◆ YOUR INSTRUCTIONS ◆
Give again, word for word, only the lines from the one containing "Where can the tall" through the final line.

◆ TASK MATERIAL ◆
· · · · · · ·

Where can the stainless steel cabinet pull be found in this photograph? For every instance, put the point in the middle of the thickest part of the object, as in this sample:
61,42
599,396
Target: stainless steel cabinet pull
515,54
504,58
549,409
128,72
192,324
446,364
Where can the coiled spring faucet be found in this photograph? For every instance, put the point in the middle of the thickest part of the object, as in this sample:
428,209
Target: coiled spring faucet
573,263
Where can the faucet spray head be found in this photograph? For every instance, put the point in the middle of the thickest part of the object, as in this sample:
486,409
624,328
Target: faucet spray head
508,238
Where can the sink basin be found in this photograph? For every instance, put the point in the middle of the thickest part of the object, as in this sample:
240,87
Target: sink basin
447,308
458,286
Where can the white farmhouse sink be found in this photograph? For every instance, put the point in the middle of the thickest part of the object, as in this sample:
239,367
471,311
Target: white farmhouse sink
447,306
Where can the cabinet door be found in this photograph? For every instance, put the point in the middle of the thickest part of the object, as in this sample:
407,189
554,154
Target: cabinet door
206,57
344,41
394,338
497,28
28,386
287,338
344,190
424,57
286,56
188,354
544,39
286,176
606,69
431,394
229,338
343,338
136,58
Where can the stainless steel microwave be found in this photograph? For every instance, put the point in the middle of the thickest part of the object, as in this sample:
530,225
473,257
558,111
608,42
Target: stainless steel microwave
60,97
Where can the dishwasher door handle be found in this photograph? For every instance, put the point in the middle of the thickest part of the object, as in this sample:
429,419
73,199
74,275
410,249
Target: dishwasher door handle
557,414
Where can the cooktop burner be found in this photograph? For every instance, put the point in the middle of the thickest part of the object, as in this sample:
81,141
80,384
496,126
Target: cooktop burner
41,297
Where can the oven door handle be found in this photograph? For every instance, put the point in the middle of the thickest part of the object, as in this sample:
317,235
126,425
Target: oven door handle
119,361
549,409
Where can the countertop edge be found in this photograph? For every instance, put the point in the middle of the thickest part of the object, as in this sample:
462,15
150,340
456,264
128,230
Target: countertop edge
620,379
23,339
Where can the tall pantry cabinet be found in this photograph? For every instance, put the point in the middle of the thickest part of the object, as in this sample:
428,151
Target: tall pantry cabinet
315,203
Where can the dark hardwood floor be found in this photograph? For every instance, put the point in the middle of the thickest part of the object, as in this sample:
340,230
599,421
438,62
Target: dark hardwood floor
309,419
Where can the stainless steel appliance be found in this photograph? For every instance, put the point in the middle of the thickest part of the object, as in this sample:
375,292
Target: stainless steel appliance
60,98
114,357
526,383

· · · · · · ·

◆ RESPONSE BELOW ◆
Where can the tall pantry cabinet be found in this photograph? For every instance, put the point in the middle of the thickest part of the object, as in this sample:
428,151
Target: tall pantry cabinet
315,203
Where can the dark hardwood floor be found in this photograph? For every instance, put the point in the middle of the thickest part of the object, as in this sample:
340,230
599,421
438,62
Target: dark hardwood floor
309,419
Where can the stainless steel appliance be found in this photograph? For every instance, put the point in the middle of the thickest part of the object, as in this sample:
375,292
Target: stainless steel appliance
60,98
114,357
526,383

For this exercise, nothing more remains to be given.